Jaap de Geus, registered nurse, ambulance paramedic and registered senior SAVER instructor for Falck, Netherlands

Yes, working with an international standard has a lot of benefits. First of all we speak the same (extrication) language. By utilising a systematic approach we can avoid the pitfalls such as invalid stabilisation techniques, knowing where the risks are during the incident, and how to create space for the patient’s treatment.

In my opinion, it is evident that firefighters and ambulance paramedics should be trained according to the same system. Our common goals are to deliver the patient into the hands of the emergency physicians as soon as possible.

By training together you create understanding for each other’s work and as well awareness of possibilities and challenges. Communication about time frames during extrication is very important, because it delivers the flexibility to adjust the plan and this is important for all disciplines in rescue.

An international standard will simplify communication between car manufacturers, who will have a frameworkby which they can communicate with firefighters and rescue teams about new developments in car construction, which in turn can be reciprocated with professional feedback used for further development of new car technologies with greater occupant safety, and which are safer to cut.
In my years as an international SAVER (Systematic Approach to Vital Emergency Response) instructor,  I have been teaching the SAVER method in different countries. Every country has its own way of carrying out and instructing extrication techniques. It is a pleasure to see other ways of working, and in most cases a rescuer will take new insights home.
By teaching the SAVER method in those countries we have been able to provide people with a structural approach to extrication and rescue, while they still operate with some of their own techniques.

In conclusion, yes, there should be an international systematic approach, such as for instance the seven steps of the SAVER method. A unified systematic and global approach will still enable rescue professionals to use the techniques that they have become accomplished at, with the same competencies, rules and regulations. It is imperative that fire and rescue professionals everywhere train multidisciplinary to create a better understanding.

> [Dataset records]
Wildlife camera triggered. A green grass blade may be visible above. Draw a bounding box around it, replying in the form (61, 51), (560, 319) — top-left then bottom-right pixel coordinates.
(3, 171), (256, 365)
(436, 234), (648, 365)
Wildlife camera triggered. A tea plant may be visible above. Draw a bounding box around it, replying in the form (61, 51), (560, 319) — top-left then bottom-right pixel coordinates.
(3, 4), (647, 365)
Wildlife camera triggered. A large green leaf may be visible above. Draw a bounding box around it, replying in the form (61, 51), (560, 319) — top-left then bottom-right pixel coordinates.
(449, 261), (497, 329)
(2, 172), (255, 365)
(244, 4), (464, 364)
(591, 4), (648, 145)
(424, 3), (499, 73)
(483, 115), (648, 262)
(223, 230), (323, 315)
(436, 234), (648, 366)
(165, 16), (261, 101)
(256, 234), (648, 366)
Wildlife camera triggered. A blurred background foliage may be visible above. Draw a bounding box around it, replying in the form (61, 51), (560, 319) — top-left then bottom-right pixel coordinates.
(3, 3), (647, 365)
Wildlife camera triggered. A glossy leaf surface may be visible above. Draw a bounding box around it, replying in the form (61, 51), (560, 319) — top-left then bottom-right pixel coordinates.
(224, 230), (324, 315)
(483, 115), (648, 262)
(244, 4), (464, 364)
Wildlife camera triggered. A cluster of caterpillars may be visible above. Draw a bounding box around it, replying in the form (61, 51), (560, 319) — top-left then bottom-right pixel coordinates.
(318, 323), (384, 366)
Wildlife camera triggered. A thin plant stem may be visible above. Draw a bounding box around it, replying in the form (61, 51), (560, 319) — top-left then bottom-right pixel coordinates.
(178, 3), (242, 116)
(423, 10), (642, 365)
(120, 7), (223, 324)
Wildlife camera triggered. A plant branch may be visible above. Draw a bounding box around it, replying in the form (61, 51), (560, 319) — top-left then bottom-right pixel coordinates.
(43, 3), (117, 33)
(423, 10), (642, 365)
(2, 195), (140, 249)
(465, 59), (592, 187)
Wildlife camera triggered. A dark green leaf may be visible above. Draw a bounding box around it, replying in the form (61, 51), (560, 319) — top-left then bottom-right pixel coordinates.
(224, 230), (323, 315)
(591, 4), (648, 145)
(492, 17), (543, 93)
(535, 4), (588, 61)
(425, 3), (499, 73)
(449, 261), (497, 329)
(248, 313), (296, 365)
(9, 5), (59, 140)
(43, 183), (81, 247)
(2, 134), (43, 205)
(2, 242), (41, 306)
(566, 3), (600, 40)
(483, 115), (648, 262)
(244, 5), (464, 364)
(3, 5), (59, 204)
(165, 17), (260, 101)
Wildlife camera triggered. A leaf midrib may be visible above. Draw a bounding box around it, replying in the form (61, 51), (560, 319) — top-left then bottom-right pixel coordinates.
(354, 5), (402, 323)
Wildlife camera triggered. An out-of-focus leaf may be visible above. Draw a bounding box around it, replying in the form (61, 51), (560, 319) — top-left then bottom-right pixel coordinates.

> [Instructions for the task]
For each statement below, say whether it agrees with the text on the SAVER method, answering yes or no and quoting the words of the text that decide it. (a) The SAVER method has been taught in different countries. (b) Every country carries out extrication techniques in the same way. (c) The SAVER method consists of seven steps. The records have nothing to do with the text on the SAVER method.

> [Task response]
(a) Yes: "I have been teaching the SAVER method in different countries."
(b) No: "Every country has its own way of carrying out and instructing extrication techniques."
(c) Yes: "the seven steps of the SAVER method"